* **Набор заданий**:
1. Ответьте на вопросы по тексту о студенческих годах Кафки:
(а) Сколько лет исполнилось Кафке в 1901 году?
(б) Кто из одноклассников Кафки тоже сначала выбрал химию?
(в) Через какое время Кафка отказался от химии и вернулся на прямую дорогу?
2. Продолжите текст о студенческих годах Кафки, начав сразу после его последнего предложения.

* **Текст для чтения**:
Университетские годы

«Нам не дано постичь чужие святыни»

Мы добрались до 1901 года, Кафке исполнилось восемнадцать лет. Он без всякого труда сдал экзамен на аттестат зрелости, которого так боялся; теперь он рассказывает, что добился этого только путем жульничества. Наконец, для него наступило время выбирать путь дальнейшего образования и, следовательно, отчасти заложить основы своего будущего. В «Письме отцу» он не обвиняет его в том, что тот оказал влияние на его выбор, но отцовское воспитание сделало его столь безразличным в этом плане, что он спонтанно выбирает облегченный путь, ведущий его к юриспруденции. Достигнув восемнадцати лет, Кафка не ощущает в себе никакого призвания: «Настоящей свободы в выборе профессий для меня не существовало, я знал: по сравнению с главным мне все будет столь же безразлично, как все предметы гимназического курса, речь, стало быть, идет о том, чтобы найти такую профессию, которая с наибольшей легкостью позволила бы мне, не слишком ущемляя тщеславие, проявлять подобное же безразличие. Значит, самое подходящее — юриспруденция». В гимназии он заявил, что собирается записаться на философский факультет, вероятно, чтобы продолжить там изучение германистики. Но сначала он совершенно неожиданно решает заняться химией: двое из его одноклассников, Оскар Поллак и Гуго Бергманн — неизвестно почему — тоже сначала выбрали эту ориентацию. Возможно, в этом выборе Кафки было что-то вроде вызова; во всяком случае он его интерпретирует в «Письме отцу» как «испытание», вызванное тщеславием, момент безумной надежды. Но этот бунт, если это был бунт, длился недолго; через две недели Кафка вновь возвратился на прямую дорогу. То же самое повторится во втором семестре, когда он, пресыщенный юриспруденцией, начнет посещать курсы германистики. У него возникнет ощущение, будто его выбило из колеи и это было уготовано ему судьбой. Но он быстро разочаровывается: «ординарный профессор» Август Зауэр — серьезный ученый (еще и теперь можно пользоваться его изданием Грильпарцера), но главное, он немецкий националист, плохо относящийся к евреям, что Кафка выносит с трудом. Одно из его писем к Оскару Поллаку содержало едкую критику Зауэра; Макс Брод, снимая копию с письма, изъял этот отрывок, вероятно, потому, что Зауэр был еще жив. Оригинал исчезнет в ходе исторических катаклизмов, и нет больше возможности полной публикации этого письма. Следовательно, мы никогда не узнаем точно о претензиях, которые Кафка имел к Августу Зауэру.

* **Записи данных**:
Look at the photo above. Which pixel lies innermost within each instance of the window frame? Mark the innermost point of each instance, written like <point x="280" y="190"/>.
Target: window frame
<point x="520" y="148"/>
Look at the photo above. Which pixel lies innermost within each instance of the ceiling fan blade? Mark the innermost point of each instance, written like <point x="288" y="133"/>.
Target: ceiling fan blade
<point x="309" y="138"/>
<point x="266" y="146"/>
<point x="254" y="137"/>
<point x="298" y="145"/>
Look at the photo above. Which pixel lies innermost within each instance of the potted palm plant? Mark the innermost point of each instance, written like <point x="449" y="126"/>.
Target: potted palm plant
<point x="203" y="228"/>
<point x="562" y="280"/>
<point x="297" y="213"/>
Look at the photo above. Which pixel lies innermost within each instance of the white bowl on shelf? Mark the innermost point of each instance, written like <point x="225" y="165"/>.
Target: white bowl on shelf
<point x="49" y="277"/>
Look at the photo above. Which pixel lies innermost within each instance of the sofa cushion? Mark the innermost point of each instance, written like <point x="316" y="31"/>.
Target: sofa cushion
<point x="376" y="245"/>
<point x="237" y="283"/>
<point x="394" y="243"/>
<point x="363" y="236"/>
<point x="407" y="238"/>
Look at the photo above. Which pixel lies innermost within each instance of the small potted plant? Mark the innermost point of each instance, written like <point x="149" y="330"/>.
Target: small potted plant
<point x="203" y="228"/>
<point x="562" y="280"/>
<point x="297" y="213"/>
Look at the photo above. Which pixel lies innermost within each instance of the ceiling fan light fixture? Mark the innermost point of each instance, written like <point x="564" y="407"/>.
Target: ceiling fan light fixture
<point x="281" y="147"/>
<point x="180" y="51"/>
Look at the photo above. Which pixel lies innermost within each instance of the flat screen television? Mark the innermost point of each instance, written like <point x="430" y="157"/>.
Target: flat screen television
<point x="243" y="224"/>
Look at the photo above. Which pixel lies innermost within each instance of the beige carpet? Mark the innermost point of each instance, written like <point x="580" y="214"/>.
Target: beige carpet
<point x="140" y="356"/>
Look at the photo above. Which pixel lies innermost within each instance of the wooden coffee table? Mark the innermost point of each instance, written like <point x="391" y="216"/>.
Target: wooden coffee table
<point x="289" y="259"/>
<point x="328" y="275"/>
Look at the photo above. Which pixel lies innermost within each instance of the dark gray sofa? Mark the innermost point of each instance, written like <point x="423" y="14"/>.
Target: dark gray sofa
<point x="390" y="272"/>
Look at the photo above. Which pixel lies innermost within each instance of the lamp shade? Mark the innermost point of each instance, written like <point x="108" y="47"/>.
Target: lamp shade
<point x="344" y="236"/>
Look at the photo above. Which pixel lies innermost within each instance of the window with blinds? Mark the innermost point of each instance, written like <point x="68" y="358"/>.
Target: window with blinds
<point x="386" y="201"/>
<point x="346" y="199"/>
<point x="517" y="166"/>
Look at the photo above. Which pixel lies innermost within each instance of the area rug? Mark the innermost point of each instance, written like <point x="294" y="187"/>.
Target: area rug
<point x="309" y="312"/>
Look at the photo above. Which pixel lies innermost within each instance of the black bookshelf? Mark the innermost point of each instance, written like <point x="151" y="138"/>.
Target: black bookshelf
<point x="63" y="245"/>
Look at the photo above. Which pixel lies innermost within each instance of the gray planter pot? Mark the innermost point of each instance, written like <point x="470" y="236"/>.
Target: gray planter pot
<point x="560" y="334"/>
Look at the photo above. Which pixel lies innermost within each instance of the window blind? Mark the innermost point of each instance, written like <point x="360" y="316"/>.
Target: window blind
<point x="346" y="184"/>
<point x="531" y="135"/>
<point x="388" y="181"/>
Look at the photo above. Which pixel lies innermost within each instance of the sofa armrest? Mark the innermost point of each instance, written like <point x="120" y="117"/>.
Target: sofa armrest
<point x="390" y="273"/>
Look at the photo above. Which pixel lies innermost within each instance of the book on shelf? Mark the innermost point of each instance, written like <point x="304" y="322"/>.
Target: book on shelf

* **Ответы по заданиям**:
1.
(а) Восемнадцать лет.
(б) Оскар Поллак и Гуго Бергманн.
(в) Через две недели.

2.
Наиболее предпочтительным решением для Кафки было бы полностью прервать университетские занятия, к которым он испытывал так мало интереса. Однажды, когда его мадридский дядя проездом находился в Праге, он обращается к нему с просьбой подыскать ему где-нибудь занятие, чтобы, как он сказал, иметь возможность «прямо приступить к работе». Ему дали понять, что разумнее немного поусердствовать в учебе.

Так что некоторое время он продолжает следовать своей ухабистой дорогой, по выражению Франца, как «старая почтовая карета». Его товарищ Пауль Киш уезжает в Мюнхен; Кафка следует за ним с намерением продолжить там учебу, но быстро оттуда возвращается. Что произошло? Был ли он разочарован тем, что увидел? Или, может быть, отец отказал ему в необходимых для учебы за границей средствах? Мы этого не знаем. Мы знаем только, что из-за этого неудавшегося путешествия он будет говорить о когтях матушки-Праги, которая не отпускает своей жертвы. Мы знаем также, что годом позже, в 1903, он вернулся в Мюнхен на короткое время, неизвестно с какой целью. Когда он будет говорить о Мюнхене, то лишь для того, чтобы упомянуть о «прискорбных воспоминаниях юности».

Итак, он снова берется за привычное и опостылевшее ему изучение юриспруденции.

Он вынужден, по меньшей мере в течение месяцев, предшествующих экзаменам, «питаться, как он говорит, древесной мукой, к тому же пережеванной до меня уже тысячами ртов». Но в конечном итоге он почти приобрел к этому вкус, настолько это показалось отвечающим его положению. От учебы и профессии он не ждал спасения: «В этом смысле я уже давно махнул на все рукой».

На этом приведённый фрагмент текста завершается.